[BEGIN Extracted data]
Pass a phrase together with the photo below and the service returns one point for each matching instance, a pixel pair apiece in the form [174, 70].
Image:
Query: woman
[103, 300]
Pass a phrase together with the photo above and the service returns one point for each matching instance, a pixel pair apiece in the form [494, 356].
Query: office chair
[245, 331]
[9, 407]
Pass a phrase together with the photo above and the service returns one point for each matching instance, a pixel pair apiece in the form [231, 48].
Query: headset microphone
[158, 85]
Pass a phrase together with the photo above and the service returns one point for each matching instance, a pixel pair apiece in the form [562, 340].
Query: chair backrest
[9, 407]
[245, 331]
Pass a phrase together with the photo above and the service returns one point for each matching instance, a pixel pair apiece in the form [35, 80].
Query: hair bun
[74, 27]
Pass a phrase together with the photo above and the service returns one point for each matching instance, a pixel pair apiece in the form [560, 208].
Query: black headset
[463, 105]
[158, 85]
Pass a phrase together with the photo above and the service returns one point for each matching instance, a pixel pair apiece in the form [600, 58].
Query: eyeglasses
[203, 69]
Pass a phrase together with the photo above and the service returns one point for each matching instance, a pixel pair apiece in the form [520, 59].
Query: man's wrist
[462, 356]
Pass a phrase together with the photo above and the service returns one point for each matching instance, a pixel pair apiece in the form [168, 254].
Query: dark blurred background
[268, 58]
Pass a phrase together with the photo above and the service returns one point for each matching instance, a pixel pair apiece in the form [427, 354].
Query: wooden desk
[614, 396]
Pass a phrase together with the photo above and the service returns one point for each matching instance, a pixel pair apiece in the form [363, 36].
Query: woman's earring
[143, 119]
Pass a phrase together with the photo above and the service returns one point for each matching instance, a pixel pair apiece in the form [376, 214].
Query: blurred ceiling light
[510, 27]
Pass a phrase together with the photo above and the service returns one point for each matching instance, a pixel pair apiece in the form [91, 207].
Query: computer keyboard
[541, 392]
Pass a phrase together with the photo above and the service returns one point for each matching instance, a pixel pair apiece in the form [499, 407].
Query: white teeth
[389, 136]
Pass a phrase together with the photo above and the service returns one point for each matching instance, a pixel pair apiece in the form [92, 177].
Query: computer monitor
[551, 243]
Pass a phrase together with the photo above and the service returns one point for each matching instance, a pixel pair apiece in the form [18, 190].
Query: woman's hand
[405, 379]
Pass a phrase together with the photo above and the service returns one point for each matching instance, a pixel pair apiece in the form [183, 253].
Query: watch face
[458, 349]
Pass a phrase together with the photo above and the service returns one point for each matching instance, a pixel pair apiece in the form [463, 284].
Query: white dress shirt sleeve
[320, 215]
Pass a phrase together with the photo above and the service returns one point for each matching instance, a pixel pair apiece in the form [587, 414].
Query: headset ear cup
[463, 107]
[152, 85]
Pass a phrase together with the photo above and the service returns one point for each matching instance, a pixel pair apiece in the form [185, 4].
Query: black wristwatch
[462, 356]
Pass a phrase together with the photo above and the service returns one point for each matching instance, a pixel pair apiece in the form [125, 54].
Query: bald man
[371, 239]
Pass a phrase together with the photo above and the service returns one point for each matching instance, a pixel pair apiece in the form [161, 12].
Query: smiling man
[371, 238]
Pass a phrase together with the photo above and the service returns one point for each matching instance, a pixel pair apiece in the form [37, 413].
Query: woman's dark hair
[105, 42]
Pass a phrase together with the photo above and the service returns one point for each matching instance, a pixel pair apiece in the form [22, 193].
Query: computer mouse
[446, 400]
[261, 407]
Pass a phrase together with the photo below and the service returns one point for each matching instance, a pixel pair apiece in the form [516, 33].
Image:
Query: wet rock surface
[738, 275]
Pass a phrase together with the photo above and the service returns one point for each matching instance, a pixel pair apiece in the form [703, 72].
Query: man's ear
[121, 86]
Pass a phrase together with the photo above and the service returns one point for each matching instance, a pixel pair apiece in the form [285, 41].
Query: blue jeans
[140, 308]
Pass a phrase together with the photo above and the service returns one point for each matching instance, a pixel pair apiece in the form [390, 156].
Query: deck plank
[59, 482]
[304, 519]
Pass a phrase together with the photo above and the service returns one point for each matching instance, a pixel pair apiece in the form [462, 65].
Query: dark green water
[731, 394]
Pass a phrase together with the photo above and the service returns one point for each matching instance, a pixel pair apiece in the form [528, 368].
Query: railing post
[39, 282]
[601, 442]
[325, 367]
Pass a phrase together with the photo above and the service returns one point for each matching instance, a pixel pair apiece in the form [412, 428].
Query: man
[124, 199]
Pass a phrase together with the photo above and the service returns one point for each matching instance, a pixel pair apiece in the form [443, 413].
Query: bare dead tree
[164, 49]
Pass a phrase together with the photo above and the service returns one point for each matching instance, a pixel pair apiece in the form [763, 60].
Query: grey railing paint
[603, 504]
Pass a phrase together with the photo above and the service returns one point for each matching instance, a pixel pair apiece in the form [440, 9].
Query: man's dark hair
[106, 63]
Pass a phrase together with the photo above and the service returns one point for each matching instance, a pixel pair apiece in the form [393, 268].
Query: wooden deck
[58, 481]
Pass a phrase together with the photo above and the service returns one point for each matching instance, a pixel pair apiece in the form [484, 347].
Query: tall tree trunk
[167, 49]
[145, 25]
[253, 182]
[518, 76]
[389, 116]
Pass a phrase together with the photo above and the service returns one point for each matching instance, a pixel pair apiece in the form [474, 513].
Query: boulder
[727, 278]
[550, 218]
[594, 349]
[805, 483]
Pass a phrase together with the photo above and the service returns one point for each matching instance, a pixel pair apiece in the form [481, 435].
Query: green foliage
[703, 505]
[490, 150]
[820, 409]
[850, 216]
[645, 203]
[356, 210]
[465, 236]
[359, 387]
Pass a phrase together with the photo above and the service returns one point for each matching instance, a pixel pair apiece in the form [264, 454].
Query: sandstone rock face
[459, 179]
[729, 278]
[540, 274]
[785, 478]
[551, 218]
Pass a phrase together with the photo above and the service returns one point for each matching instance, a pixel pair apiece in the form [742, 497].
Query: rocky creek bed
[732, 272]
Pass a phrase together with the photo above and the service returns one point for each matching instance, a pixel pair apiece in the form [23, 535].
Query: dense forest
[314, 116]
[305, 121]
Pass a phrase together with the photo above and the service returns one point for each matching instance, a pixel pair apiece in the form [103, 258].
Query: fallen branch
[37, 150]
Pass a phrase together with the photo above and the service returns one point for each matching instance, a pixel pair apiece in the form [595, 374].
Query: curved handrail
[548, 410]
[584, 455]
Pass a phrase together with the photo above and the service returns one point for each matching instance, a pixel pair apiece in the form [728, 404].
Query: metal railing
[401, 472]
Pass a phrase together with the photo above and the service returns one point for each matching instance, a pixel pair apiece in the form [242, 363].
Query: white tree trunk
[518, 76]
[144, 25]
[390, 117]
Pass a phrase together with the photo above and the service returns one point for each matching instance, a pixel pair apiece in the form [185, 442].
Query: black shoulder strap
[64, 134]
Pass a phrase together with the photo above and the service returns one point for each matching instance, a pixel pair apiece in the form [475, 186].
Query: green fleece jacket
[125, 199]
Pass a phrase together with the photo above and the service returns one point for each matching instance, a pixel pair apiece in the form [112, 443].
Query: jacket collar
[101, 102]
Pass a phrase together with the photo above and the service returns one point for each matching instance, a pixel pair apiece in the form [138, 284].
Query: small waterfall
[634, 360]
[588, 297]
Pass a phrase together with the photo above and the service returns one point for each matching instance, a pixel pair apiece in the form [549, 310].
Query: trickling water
[END Extracted data]
What to work on
Look above for the line containing "form [185, 442]."; copy from it through the last line, exactly, and nothing more.

Answer to the problem
Pass a phrase together with the photo above and the service returns one point for each matching instance, a pixel pair apiece in the form [185, 442].
Query: black shoulder strap
[64, 134]
Pass a phrase together with the photo above and the service returns one point for each matching instance, a pixel pair apiece in the form [475, 186].
Query: green fleece jacket
[125, 199]
Pass a phrase together with the photo above and the service returns one point for each matching instance, a pixel pair apiece in the form [112, 443].
Query: jacket collar
[101, 102]
Pass a phrase together with the photo above and the service returns one point for each matching instance, a pixel pair apiece in the form [138, 284].
Query: small waterfall
[634, 360]
[588, 297]
Pass a phrase together with the photo above and the service returns one point for each matching instance, a pixel pair apiece in the form [549, 310].
Query: trickling water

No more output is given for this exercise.